> [WRITTEN INSTRUCTION 1] In the article on the Bank of Canada's rate pause, why were many observers paying close attention to the statements released with the March 5 rate announcement? Answer in one to three sentences.
> [WRITTEN INSTRUCTION 2] Pick up the article on the Bank of Canada's rate pause after its final sentence and carry it forward.

> [EXCERPT]
- - -

The Bank of Canada’s extended rate pause was expected, but the big questions remain: where do rates go from here? And when? Leading economists weigh in.

By Josh Sherman | 3 minute read

Mar 11

Policymakers have provided some clues about where interest rates could be headed in Canada.

Overstretched mortgage borrowers may have had their fingers crossed for a rate cut ahead of the Bank of Canada’s policy announcement on March 5, but most market watchers had expected the central bank to stand firm — and that’s exactly what it did.

 

The BoC held its overnight rate, which influences mortgage rates — and is also policymakers’ main tool for tackling inflation — at 5%. That move may have been widely expected, but many observers were laser-focused on the statements the central bank released during the rate announcement. They were trying to read between the lines in search of clues as to where interest rates could be headed. Here are a few takeaways from the Wednesday announcement, according to Canadian economists.

- - -

> [SUPPLIED DATA]
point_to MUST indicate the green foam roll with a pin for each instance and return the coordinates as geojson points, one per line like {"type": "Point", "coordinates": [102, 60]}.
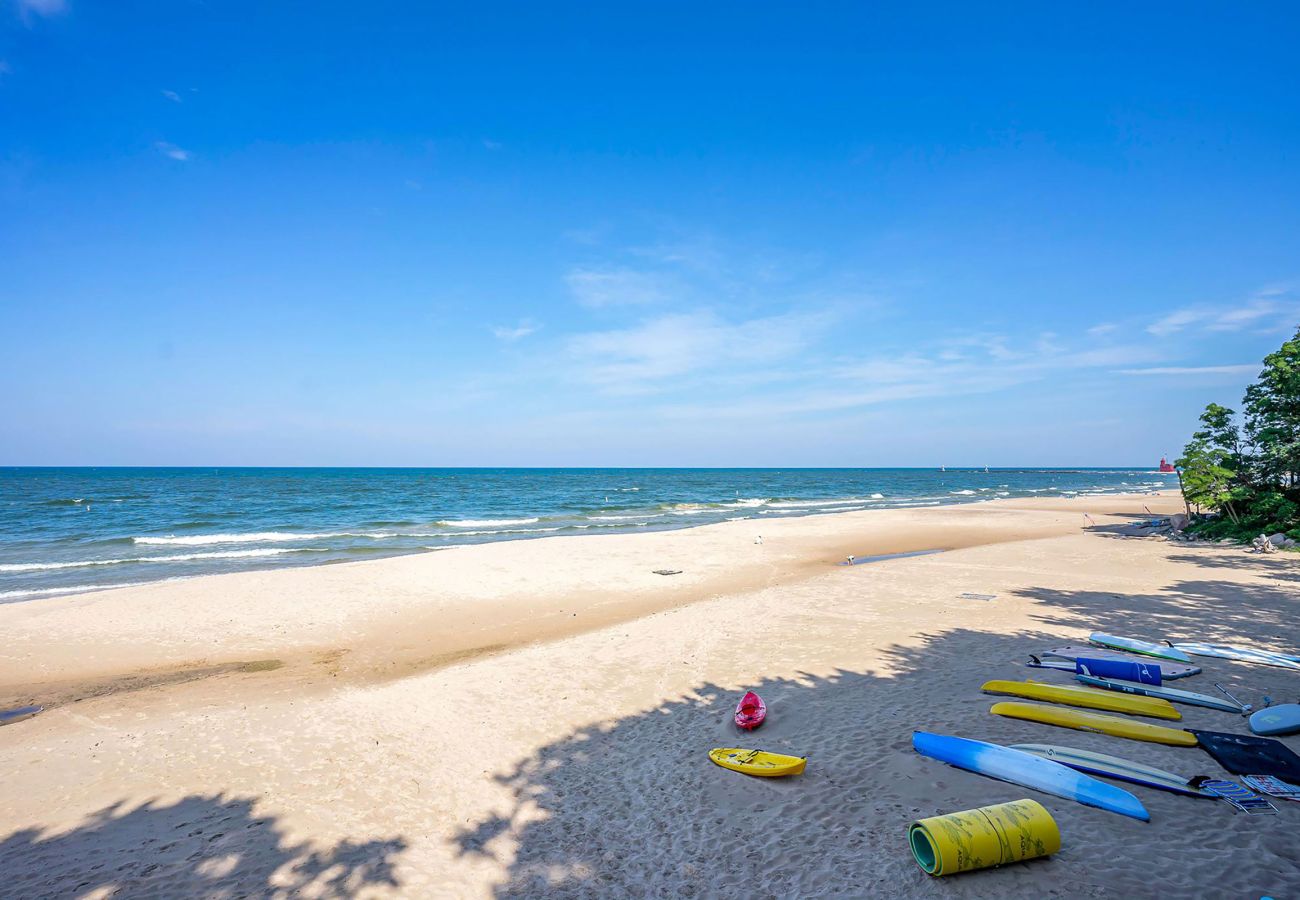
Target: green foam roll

- - -

> [TASK ANSWER 1] They were trying to read between the lines for clues about where interest rates could be headed.

> [TASK ANSWER 2]
1. Inflation Is Still the Focal Point

 

“Inflation remains the key for policymakers who clearly aren’t comfortable yet,” writes Benjamin Reitzes, BMO’s managing director of Canadian rates, in his online commentary. Reitzes notes that the BoC’s statement refers to the fact that core inflation is hovering around 3% — a full percentage point above its target. “There’s still a fair amount of wood to chop on inflation,” he adds. An elevated overnight rate can help bring down inflation by reducing spending. It contributes to higher borrowing costs on things like mortgage payments and car loans, and therefore trims demand for goods and services (and consequently prices) over time.

“The BoC came out today to reinforce its view that more time is needed to make sure that inflation is headed to the 2% target. We get it.”

 

2. Bank of Canada Expected to Stay on the Sidelines Through Spring

 

As for the timing of the bank’s next possible move, well, it could be around the corner. “The song remains the same. The BoC came out today to reinforce its view that more time is needed to make sure that inflation is headed to the 2% target. We get it,” writes James Orlando, a senior economist with TD Bank. How much time? Orlando — as well as BMO’s Reitzes and the vast majority of other market-watchers — anticipate the central bank’s first cut since April 2020 to arrive at the rate announcement scheduled for June 5 (that would mean the April 10 announcement would see the BoC continue to his pause). “While the BoC isn’t ready to adjust course just yet, we think that the time for rate cuts is quickly approaching.”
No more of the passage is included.